>> BEGIN SUPPLIED PASSAGE
Protecting Yourself From Bad-Faith N12 Claims and T5 Applications
Almost every guide on this topic is written for tenants. This one is written for the honest landlord who has a genuine reason to use an N12 and does not want a defensible decision turned into a $35,000 problem.
An N12 lets you end a tenancy because you, a close family member, a caregiver, or a purchaser genuinely intends to move into the unit. It is a legitimate tool. The risk is not using it. The risk is using it without the evidence to prove your intent was real if the tenant later challenges you.
When a tenant believes an N12 was served in bad faith, they file a T5 application: a claim that the landlord gave a notice of termination in bad faith. The financial exposure is large, and the burden of showing genuine intent effectively lands on you.
This guide is the defensive playbook: what bad faith means, what the LTB examines on a T5, and exactly what to document before you serve so that an honest N12 stays honest in the eyes of the tribunal.
The exposure is not trivial
On a successful T5, the LTB can order a landlord to pay a tenant compensation of up to roughly $35,000, on top of the tenant's out-of-pocket and increased rent costs. Separately, a bad-faith eviction can attract a provincial offence fine of up to $50,000 for an individual. A single careless N12 can cost more than years of rent.
What Counts as a Bad-Faith N12
Bad faith is not about whether you were polite. It is about whether the stated reason for the eviction was the real reason. The two patterns the LTB sees most often are simple: the person who was supposed to move in never does, and the unit gets re-rented (often at a higher rent) shortly after the tenant leaves.
Ontario law builds in a rebuttable presumption of bad faith if you advertise, re-rent, demolish, or convert the unit within one year of the tenant leaving under an N12. If that happens, you are the one who has to explain it.
Evicting a tenant in order to re-rent at a higher price is not a permitted N12 reason and is treated as bad faith on its face. So is using personal use as a pretext to remove a tenant who complained or who you simply found difficult.
The T5 Application: What Triggers It and What the Tribunal Examines
A T5 is filed by a former tenant, generally within one year of moving out. It alleges the N12 was served in bad faith. Once filed, the LTB looks past the paperwork and at the conduct.
>> END SUPPLIED PASSAGE
| TO BE DONE |
a: Answer these from the N12 guide, one per line:
(i) Up to about how much compensation can the LTB order a landlord to pay on a successful T5?
(ii) What is the largest provincial offence fine an individual can face for a bad-faith eviction?
(iii) Who files a T5, and generally by when?
b: List every action that, if taken within one year of the tenant leaving under an N12, creates a presumption of bad faith according to the N12 guide.
c: Continue the N12 guide, picking up right after its last sentence.
Nothing in the listing matters for this work.
>> BEGIN INFORMATION GIVEN
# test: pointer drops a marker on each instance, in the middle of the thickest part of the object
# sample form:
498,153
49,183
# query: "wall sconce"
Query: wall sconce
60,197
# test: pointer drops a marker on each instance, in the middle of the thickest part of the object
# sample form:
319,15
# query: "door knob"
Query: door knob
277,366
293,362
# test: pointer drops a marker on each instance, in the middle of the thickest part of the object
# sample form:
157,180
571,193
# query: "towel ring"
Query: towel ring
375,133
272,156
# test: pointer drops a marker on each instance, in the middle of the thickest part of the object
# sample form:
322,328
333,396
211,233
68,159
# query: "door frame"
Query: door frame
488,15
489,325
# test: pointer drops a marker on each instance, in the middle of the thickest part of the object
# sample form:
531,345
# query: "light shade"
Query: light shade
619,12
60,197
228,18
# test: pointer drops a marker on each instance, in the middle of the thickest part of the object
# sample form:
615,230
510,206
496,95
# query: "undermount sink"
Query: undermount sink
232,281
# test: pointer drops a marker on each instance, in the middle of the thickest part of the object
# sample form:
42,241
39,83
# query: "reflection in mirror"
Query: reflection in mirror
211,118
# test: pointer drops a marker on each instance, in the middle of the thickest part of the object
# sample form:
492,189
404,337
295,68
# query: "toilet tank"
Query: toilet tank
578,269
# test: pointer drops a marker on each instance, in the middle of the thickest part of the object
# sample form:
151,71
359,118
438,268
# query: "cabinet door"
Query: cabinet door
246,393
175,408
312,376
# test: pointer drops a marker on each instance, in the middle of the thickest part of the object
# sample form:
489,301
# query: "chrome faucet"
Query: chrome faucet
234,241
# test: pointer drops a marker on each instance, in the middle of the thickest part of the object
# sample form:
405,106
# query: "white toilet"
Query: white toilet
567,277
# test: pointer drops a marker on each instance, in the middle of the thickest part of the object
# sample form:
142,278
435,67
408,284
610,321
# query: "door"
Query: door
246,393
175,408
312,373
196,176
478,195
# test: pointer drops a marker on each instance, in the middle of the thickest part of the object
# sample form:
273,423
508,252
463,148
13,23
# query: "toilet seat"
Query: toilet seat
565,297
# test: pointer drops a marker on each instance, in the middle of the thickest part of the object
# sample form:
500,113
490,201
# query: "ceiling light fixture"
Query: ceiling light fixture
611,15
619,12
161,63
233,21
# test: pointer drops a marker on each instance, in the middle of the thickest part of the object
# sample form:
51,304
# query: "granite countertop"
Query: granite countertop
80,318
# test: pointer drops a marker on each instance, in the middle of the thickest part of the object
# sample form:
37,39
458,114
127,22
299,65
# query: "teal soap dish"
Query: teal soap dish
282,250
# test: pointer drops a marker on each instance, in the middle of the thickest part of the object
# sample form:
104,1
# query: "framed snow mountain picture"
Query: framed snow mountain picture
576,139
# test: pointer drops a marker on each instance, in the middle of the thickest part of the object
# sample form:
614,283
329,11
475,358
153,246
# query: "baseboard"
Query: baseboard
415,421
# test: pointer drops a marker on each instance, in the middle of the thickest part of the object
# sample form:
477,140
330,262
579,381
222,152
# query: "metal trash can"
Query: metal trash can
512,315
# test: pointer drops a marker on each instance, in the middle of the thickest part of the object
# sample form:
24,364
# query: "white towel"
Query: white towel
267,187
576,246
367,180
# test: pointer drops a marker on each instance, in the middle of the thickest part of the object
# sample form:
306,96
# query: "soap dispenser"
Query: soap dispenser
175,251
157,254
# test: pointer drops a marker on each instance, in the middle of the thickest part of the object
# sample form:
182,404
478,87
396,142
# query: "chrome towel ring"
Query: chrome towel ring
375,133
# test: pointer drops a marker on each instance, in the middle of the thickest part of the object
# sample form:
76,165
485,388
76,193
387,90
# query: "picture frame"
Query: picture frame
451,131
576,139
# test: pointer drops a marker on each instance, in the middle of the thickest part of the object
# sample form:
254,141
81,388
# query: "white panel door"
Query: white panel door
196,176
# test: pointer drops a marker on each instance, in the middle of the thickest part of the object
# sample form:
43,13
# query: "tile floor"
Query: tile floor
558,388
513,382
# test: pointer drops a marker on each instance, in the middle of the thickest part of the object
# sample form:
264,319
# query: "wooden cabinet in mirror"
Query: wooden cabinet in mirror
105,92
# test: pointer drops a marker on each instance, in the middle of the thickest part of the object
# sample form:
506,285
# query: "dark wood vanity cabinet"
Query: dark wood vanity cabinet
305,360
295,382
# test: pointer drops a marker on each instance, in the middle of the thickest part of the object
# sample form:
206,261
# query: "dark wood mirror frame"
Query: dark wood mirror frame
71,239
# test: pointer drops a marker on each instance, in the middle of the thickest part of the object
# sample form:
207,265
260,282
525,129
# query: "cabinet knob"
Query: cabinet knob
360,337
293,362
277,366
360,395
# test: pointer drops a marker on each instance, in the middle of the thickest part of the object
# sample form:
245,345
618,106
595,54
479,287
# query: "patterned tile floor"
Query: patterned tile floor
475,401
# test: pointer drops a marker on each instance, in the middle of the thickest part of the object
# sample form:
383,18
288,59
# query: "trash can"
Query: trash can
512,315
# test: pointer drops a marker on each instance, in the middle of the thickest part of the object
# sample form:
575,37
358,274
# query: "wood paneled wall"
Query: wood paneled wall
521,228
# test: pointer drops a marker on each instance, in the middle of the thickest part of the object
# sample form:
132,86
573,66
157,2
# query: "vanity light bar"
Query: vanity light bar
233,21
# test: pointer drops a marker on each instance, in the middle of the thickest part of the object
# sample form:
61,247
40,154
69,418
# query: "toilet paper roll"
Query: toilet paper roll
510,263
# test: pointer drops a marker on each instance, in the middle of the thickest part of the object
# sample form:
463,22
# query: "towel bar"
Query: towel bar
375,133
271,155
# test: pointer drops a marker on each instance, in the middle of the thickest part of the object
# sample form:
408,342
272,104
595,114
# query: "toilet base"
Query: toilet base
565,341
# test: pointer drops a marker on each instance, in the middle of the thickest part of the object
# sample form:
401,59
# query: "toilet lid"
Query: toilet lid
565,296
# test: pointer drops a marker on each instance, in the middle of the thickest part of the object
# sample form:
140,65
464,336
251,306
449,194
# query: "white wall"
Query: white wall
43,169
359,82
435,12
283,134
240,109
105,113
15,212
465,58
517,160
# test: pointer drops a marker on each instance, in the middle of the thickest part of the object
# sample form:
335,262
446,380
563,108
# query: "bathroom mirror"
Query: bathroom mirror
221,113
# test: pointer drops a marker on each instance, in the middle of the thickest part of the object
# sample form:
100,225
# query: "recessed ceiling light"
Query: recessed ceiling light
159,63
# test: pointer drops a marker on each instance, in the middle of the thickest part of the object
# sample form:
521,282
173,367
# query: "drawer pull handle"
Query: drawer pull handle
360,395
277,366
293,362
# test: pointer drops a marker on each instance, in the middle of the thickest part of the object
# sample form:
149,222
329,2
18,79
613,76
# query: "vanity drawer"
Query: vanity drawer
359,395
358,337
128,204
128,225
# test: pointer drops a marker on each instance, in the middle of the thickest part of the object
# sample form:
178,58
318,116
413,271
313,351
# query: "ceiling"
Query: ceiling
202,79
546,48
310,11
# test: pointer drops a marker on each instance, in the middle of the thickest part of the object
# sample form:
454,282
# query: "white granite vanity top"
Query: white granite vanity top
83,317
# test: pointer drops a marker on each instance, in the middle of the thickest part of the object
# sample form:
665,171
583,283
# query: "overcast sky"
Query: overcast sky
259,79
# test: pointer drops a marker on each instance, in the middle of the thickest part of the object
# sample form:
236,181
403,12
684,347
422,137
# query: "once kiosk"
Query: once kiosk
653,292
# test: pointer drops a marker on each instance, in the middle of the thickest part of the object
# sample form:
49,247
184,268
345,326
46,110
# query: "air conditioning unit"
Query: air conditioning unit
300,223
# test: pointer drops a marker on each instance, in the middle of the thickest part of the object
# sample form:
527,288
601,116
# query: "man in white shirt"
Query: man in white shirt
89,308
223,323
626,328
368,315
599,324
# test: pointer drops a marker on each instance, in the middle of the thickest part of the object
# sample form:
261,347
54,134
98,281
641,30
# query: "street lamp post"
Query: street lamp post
>> END INFORMATION GIVEN
| OUTPUTS IN ORDER |
a:
(i) Up to roughly $35,000
(ii) Up to $50,000
(iii) A former tenant, generally within one year of moving out

b:
- Advertising the unit
- Re-renting the unit
- Demolishing the unit
- Converting the unit

c:
The tribunal typically examines:
- Did the named person actually move in, and how soon after the tenant left?
- How long did that person stay, and is there independent proof of occupation?
- Was the unit advertised, listed, or re-rented within a year?
- If re-rented, was the new rent higher than the displaced tenant's?
- Is there a credible, documented reason the occupancy needed to happen then?
- Was the N12 preceded by a dispute, complaint, or tenant LTB filing?
The pattern matters more than any single fact. Genuine intent that is well documented survives a T5. A thin file does not, even when the landlord was actually acting honestly.
How to Prove Genuine Intent
You will not be asked to prove intent on the day you serve the N12. You will be asked months later, on a T5, when memory is no defence. Build the file now.
Mortgage and financing documents
If the move-in is tied to a financing change (refinancing, a relative buying you out, an assumption), keep the paper trail. It establishes that the stated reason is grounded in a real transaction, not a pretext.
Mail forwarding and address change
A Canada Post mail forwarding request, updated driver licence, and updated CRA address all corroborate that the occupant genuinely relocated into the unit. These are independent records you do not control.
Utility transfer
Hydro, gas, water, and internet accounts opened in the incoming occupant's name, dated within a reasonable window of the move-in. The LTB treats utility transfers as strong objective evidence of actual occupation.
Sworn declaration and witness testimony
An N12 must be accompanied by the required affidavit or declaration of intent. Witnesses (a spouse, a contractor, a neighbour) who can confirm the occupant actually moved in carry weight if a T5 is later filed.
Contemporaneous communications
Texts, emails, or letters from before the notice that show a genuine plan to occupy. Avoid anything that suggests the real motive was a higher rent, a difficult tenant, or a sale of convenience.
Social media and lifestyle traces
The LTB and tenants both look at public posts. If the occupant never appears connected to the address, or if you advertise the unit for rent shortly after, that contradiction is what sinks bad-faith cases.
The 1-Year Re-Rental Restriction
After a tenant vacates under an N12, the unit must genuinely be used for the stated purpose. If you re-rent it within one year, the law presumes the original N12 was in bad faith, and the burden flips to you to prove otherwise.
The practical advice is blunt: treat the one-year mark as a hard line in your calendar. If the occupant moves out before then, document why (a genuine change of circumstances, not a re-rental of convenience) and keep that record. Do not let a property manager or co-owner list the unit without checking the N12 date.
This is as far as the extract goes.